(SOURCE DATA begins)

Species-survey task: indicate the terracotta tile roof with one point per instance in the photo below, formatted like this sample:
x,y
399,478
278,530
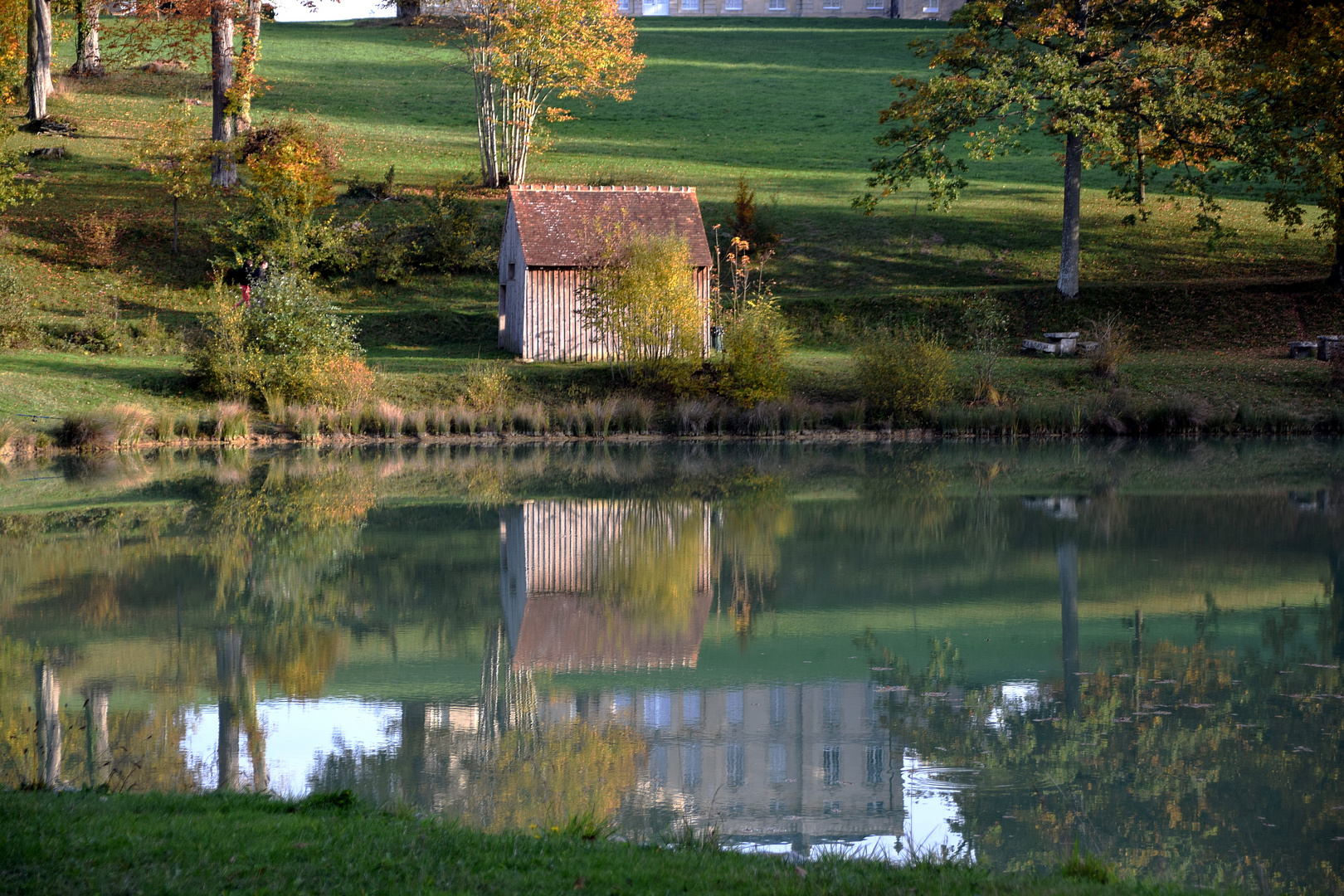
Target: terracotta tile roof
x,y
576,631
563,226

(SOURCE DATA ends)

### [WORK ITEM]
Any images must be left out; transcribe the rest of the material exactly.

### [EXERCISE OUTPUT]
Species-survey task: indicate the terracotta tile roof with one point per instance in the photo below, formatted like this sample:
x,y
399,478
278,530
Target: terracotta tile roof
x,y
576,631
563,226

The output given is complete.